• [EXTRACT PROVIDED]:
────────────────

Rather than defining, or 🎯 pinning down, our key terms, we’ll aim to open them up: to explore various conceptions of method, theory, and their relationships, including both prescriptive and exploratory, purposefully promiscuous approaches. We’ll also consider why it’s important for us to know who these methodologists and theorists are, and the subject positions from which they think and write, in order to understand the methods and theories they espouse.
IN-CLASS WORKSHOP:
- We’ll talk about developing research questions that integrate theory and method; and we’ll identify the myriad factors that drive and frame our research. We’ll also consider why and how we might use ChatGPT 🤖 to generate research ideas and the ethics of doing so. Please bring your laptops / iPads, if you can. And please sign up for a ChatGPT account if you’re willing and able to do so! If you can’t or don’t want to, that’s fine; we’ll just team up!
REMINDER: Please remember to sign up for your liaison group! 🙂
TO READ FOR TODAY [total pages: 15]:
- Let’s start with one “textbook” approach to the selection of methods and theories, then explore more capacious alternatives: Bonnie Brennen, “Getting Started” in Qualitative Research Methods for Media Studies (Taylor & Francis, 2022): 1-15.

────────────────

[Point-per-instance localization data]
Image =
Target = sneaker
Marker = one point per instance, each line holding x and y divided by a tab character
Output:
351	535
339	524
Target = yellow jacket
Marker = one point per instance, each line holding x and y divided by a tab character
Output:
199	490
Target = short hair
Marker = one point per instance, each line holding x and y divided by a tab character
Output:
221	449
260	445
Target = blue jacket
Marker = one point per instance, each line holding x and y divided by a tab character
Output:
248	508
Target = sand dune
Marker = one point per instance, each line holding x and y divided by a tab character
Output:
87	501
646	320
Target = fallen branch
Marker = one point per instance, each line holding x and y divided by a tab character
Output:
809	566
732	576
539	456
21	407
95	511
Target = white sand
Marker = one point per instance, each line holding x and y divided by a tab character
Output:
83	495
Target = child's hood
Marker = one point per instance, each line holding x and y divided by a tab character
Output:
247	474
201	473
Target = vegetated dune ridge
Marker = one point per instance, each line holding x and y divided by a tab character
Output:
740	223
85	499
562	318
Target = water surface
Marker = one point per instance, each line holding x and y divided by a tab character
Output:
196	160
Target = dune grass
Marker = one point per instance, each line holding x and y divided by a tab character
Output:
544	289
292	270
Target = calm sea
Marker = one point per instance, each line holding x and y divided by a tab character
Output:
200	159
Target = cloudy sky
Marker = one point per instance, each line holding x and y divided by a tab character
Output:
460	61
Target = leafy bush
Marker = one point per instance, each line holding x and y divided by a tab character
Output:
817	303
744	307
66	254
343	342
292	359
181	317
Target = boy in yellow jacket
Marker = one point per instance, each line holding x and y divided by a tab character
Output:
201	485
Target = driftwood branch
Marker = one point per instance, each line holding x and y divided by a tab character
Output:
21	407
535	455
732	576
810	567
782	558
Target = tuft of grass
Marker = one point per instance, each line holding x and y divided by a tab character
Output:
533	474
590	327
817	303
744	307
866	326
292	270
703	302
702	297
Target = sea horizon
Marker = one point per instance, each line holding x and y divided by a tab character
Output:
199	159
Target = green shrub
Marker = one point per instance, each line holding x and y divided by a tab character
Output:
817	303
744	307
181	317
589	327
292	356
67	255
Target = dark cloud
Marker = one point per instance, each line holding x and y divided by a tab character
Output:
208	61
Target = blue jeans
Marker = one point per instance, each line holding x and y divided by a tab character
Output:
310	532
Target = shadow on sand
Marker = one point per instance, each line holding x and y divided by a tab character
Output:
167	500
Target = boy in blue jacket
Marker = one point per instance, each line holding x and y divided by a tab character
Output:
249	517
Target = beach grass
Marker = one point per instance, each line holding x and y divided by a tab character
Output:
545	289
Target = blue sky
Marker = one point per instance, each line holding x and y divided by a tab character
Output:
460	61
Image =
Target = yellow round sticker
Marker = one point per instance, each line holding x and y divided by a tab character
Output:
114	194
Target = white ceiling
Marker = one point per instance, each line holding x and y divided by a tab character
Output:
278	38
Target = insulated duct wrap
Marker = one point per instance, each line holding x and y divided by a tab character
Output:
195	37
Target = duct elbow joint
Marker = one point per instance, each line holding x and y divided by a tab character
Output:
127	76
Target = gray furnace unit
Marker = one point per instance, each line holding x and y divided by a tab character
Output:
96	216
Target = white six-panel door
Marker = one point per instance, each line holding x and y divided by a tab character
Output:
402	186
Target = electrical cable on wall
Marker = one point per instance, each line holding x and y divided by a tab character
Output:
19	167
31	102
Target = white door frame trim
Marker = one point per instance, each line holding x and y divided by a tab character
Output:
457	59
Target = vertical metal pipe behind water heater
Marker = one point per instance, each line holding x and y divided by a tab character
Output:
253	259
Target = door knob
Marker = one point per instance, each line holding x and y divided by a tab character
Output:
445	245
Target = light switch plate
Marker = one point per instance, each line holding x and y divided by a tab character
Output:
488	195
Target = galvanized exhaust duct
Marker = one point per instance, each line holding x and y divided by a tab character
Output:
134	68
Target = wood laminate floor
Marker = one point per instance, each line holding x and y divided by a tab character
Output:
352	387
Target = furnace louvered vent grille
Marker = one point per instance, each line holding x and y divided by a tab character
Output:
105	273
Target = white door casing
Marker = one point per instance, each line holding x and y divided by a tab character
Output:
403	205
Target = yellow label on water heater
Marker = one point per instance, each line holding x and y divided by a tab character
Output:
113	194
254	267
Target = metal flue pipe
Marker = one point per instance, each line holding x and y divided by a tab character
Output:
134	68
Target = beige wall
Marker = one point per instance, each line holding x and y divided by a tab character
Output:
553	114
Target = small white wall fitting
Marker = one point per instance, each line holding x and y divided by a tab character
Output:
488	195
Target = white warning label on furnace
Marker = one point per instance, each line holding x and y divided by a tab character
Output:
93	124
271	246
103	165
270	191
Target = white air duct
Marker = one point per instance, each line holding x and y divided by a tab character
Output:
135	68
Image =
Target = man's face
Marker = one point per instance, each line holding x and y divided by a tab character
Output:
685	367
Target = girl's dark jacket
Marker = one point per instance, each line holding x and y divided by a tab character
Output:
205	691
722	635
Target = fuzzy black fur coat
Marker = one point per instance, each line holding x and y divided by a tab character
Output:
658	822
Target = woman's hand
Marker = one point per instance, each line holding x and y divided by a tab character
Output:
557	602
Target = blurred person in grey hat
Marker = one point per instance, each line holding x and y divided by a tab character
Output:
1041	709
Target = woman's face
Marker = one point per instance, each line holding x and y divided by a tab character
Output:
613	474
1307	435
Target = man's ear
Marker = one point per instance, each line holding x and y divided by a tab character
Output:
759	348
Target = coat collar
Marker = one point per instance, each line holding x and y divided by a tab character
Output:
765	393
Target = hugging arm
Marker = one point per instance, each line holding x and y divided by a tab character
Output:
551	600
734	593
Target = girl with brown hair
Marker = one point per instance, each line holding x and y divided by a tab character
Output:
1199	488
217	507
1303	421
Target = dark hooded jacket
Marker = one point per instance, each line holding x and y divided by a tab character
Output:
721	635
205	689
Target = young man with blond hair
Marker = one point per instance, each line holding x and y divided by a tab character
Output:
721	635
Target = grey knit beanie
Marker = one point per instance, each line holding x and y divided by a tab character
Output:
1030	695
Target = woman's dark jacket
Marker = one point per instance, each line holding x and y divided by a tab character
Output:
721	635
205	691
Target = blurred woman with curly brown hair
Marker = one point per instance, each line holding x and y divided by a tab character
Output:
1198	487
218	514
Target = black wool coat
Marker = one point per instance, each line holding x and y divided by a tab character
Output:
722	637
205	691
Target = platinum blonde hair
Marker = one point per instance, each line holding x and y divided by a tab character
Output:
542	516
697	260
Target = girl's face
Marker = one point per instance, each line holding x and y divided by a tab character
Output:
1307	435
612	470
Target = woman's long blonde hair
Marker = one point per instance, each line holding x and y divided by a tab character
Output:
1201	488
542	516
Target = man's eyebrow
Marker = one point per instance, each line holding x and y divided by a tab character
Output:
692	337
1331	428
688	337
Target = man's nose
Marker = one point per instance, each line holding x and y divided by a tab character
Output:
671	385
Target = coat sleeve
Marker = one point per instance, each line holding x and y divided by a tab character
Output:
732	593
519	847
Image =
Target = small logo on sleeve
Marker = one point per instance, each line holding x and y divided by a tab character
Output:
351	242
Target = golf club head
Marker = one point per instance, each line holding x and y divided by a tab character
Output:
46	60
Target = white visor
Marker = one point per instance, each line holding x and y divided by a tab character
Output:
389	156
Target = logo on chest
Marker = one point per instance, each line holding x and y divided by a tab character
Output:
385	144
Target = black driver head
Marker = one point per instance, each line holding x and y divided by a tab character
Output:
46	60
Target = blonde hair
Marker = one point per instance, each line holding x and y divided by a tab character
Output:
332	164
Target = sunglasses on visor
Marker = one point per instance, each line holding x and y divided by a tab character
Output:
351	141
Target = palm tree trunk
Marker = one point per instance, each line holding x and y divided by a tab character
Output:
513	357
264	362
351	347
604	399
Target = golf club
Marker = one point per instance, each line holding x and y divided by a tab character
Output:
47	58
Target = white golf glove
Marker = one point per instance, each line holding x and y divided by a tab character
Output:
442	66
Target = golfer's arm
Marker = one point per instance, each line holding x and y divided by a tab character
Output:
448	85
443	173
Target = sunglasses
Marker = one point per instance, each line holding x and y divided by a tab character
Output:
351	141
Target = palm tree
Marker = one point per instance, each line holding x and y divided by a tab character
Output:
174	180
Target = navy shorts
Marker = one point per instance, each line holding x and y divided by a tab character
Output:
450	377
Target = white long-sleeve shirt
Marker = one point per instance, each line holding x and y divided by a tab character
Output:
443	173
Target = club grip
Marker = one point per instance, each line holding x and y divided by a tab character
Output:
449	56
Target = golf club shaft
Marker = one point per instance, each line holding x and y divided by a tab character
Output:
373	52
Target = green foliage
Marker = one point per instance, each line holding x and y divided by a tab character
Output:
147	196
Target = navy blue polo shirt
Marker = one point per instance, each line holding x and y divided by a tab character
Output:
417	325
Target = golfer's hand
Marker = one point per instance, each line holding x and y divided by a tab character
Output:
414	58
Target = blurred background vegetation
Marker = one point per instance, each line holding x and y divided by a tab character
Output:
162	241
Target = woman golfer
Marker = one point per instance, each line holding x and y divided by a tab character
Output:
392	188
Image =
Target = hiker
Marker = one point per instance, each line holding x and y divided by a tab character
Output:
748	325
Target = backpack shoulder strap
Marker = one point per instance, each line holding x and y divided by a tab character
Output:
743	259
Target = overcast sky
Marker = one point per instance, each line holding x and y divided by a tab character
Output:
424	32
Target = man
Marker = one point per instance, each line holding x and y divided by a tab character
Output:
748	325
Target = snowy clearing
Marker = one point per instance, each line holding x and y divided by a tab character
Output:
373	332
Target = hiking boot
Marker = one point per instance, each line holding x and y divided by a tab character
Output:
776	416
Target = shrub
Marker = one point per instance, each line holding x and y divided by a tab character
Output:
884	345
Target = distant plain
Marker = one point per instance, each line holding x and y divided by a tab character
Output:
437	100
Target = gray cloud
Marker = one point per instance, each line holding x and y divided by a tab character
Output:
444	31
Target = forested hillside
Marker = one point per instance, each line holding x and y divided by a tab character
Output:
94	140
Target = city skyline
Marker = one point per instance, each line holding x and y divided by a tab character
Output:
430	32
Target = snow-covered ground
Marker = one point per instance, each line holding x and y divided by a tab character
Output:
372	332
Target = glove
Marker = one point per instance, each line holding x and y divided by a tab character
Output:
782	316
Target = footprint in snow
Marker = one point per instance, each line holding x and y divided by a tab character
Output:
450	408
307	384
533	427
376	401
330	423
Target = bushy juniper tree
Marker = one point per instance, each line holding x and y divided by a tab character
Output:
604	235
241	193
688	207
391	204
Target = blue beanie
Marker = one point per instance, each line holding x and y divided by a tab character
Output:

────────────────

• [EXERCISE 1]: From the course session description, transcribe the part that opens with the words containing "REMINDER: Please remember" and closes with "Francis, 2022): 1-15.".
• [EXERCISE 2]: Go on with the course session description from the point where it stops.
Nothing in the records is needed for this work.

• [FINAL ANSWER 1]:
REMINDER: Please remember to sign up for your liaison group! 🙂
TO READ FOR TODAY [total pages: 15]:
- Let’s start with one “textbook” approach to the selection of methods and theories, then explore more capacious alternatives: Bonnie Brennen, “Getting Started” in Qualitative Research Methods for Media Studies (Taylor & Francis, 2022): 1-15.

• [FINAL ANSWER 2]:
On Method [total pages: 66]:
- Now, please introduce yourself to John Law, then read his “After Method: An Introduction” and “Conclusion: Ontological Politics and After” in After Method: Mess in Social Science Research (Routledge, 2004): 1-12 [stop at “STS”], 143-56.
- Introduce yourself to Saidiya Hartman, then read “A Note on Method” in her Wayward Lives, Beautiful Experiments: Intimate Histories of Social Upheaval (W. W. Norton, 2019): xiii-xv.
- Meet Max Liborion, then read the Introduction to their Pollution is Colonialism (Duke University Press, 2021): 1-37 [you’ll encounter tons of footnotes, which might prompt you to think about citation as an ethical method!]. You might also want to check out Liboiron’s Civic Lab for Environmental Action Research and its methods.
- If (and this is optional!) you want to learn more, see my “What Is Method?” Arena channel.
On Theory [total pages: ~28]:
- Meet Andrea Ballestero, then read her “Theory as Parallax and Provocation,” in Boyer, Faubion, and Marcus, eds., Theory Can Be More Than It Use to Be: Learning Anthropology’s Method in a Time of Transition (Cornell University Press, 2015): 171-80.
- If you don’t already know her, please meet bell hooks, then read her “Theory as Liberatory Practice,” Yale Journal of Law and Feminism 4:1 (1991): 1-12.
- For more optional resources, see my “On Theory and How to Read It” Arena channel.
On Connecting Theory and Method [total pages: ~20]:
- On the entanglement of theory, method, and form: Zakiyyah Iman Jackson, “Saidiya Hartman,” BOMB (October 24, 2022).
- Read my “Post-It Note City,” Places Journal (February 2020) for three reasons: because it might give you a little taste of what I do; because it employs a mix of methods (textual + visual critical analysis, discourse analysis, ethnography, and interviews); and because it’s about the politics of designers’ and government officials’ selection of methods to operationalize their theoretical understanding of “community participation.”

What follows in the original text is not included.